Task set —
1. In the guest feature on the bummer lamb, do these statements agree with the text? Answer each with yes or no and quote the words of the text that decide it. (a) A bummer lamb that is not rescued will die. (b) Claire raised the bummer lamb on her own family's farm. (c) The figurative definition of bummer lamb comes from The Free Dictionary.
2. According to the guest feature on the bummer lamb, what condition among human babies is equivalent to being a bummer lamb?
3. Print the passage of the guest feature on the bummer lamb starting at "My sister Claire" and ending at "nurturer, protector, helper.".

Document excerpt —
>> begin
“Jesus and the Bummer Lamb”–Guest Feature by Jan Spratt

Introduction: Bummer Lamb?

A “bummer lamb” is one that is “orphaned” either because the ewe has died or she has rejected her baby for reasons known only to her. If the lamb is not rescued, it will die.  That’s the literal definition.

My sister Claire was assigned a bummer lamb when she worked for a local sheep rancher years ago. She fed and tended the little thing and it followed her around constantly. In the morning, it hurried near at the sound of her voice. The lamb “knew” my sister as its very own nurturer, protector, helper.

An equivalent condition among human babies is what is called “failure to thrive“. When I worked in the world of international adoption as a “special needs children” coordinator, we placed some failure-to-thrive infants from struggling nations requesting our assistance with “forever (adoptive) families” here in the United States who would consider opening their homes to such little ones. Many did.  

The figurative definition of bummer lamb from The Free Dictionary  includes “a person who is gentle or innocent; a person who is easily cheated…”

There might also be other reasons a person would be a bummer lamb, as it were, other reasons he or she might be neglected, taken advantage of, or abandoned–and at any age or station in life.

The Good Shepherd

This concept has spiritual application as well. Jesus, after all, is described as “the Good Shepherd.” He knows His own and we know Him–whatever condition we are in. He describes Himself in this role thus:

I am the good shepherd; I know my sheep and my sheep know me— 15 just as the Father knows me and I know the Father—and I lay down my life for the sheep.”
>> end
Extracted entries —
>> begin
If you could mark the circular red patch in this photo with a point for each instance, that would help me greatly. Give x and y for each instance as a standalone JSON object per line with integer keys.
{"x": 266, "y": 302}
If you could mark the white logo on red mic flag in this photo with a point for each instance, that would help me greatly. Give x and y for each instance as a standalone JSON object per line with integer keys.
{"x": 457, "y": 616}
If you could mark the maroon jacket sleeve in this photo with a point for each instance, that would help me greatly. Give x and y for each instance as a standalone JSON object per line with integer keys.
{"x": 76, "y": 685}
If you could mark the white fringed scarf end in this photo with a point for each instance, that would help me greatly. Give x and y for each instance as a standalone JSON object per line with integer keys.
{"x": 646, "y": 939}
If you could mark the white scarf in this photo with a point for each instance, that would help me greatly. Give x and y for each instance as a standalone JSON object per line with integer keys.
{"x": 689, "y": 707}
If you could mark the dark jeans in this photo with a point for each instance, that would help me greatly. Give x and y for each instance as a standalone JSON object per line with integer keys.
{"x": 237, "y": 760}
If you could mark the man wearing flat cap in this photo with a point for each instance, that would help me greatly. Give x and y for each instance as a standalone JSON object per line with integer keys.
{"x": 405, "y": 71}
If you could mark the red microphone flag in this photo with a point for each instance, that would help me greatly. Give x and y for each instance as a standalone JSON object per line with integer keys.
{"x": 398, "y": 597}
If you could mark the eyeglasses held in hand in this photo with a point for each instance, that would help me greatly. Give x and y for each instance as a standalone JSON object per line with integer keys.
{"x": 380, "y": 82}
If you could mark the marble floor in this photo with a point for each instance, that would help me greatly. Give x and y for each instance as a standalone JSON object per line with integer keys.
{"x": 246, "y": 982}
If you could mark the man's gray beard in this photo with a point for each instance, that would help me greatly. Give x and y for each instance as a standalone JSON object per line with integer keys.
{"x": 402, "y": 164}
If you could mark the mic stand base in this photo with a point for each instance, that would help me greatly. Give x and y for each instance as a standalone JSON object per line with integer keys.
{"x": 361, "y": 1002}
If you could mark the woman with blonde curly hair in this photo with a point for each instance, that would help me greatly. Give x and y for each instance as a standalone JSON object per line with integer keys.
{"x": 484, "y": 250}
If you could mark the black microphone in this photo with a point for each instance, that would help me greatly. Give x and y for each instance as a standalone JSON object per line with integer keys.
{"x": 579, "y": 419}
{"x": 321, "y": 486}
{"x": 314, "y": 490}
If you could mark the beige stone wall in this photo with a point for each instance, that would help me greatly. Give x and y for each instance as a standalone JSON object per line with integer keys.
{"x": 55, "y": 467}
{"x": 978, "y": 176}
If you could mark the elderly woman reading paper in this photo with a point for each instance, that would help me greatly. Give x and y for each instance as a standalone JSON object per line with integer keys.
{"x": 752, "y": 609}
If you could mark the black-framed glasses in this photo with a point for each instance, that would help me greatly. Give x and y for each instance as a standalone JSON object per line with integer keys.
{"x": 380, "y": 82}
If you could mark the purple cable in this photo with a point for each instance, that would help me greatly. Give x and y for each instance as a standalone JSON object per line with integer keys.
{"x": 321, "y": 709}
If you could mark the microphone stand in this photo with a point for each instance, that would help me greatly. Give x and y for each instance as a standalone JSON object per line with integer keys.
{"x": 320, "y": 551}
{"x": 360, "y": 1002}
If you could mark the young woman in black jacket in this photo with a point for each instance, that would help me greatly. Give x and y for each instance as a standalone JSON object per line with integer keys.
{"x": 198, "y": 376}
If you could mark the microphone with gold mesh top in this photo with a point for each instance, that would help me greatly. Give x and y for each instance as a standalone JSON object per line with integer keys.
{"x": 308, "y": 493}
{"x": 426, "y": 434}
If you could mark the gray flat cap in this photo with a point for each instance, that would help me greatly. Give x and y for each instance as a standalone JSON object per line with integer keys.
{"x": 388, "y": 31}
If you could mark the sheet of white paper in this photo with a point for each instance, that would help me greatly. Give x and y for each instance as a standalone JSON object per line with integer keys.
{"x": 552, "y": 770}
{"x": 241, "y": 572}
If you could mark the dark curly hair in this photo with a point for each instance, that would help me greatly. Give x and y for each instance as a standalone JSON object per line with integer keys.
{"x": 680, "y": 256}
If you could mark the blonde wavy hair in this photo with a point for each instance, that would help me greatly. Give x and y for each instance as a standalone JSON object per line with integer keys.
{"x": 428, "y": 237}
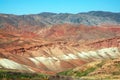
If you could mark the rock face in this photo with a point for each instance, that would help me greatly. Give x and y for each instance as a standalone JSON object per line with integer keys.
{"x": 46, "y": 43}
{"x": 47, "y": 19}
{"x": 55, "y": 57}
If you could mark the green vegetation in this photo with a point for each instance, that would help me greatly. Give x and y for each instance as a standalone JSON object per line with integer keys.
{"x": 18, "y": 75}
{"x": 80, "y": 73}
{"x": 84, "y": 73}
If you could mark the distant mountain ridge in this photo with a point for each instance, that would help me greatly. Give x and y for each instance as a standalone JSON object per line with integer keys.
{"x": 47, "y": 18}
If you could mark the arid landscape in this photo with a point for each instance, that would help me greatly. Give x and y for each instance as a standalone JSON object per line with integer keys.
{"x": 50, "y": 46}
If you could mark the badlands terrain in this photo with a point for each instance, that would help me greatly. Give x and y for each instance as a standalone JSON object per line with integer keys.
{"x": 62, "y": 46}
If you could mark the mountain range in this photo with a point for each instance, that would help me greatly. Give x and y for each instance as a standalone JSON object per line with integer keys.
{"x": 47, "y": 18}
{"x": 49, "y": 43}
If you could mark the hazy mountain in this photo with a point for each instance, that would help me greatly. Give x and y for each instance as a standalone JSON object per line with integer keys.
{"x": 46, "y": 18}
>> end
Answers for the tasks —
1.
(a) Yes: "If the lamb is not rescued, it will die."
(b) No: "My sister Claire was assigned a bummer lamb when she worked for a local sheep rancher years ago."
(c) Yes: "The figurative definition of bummer lamb from The Free Dictionary"

2. Failure to thrive.

3.
My sister Claire was assigned a bummer lamb when she worked for a local sheep rancher years ago. She fed and tended the little thing and it followed her around constantly. In the morning, it hurried near at the sound of her voice. The lamb “knew” my sister as its very own nurturer, protector, helper.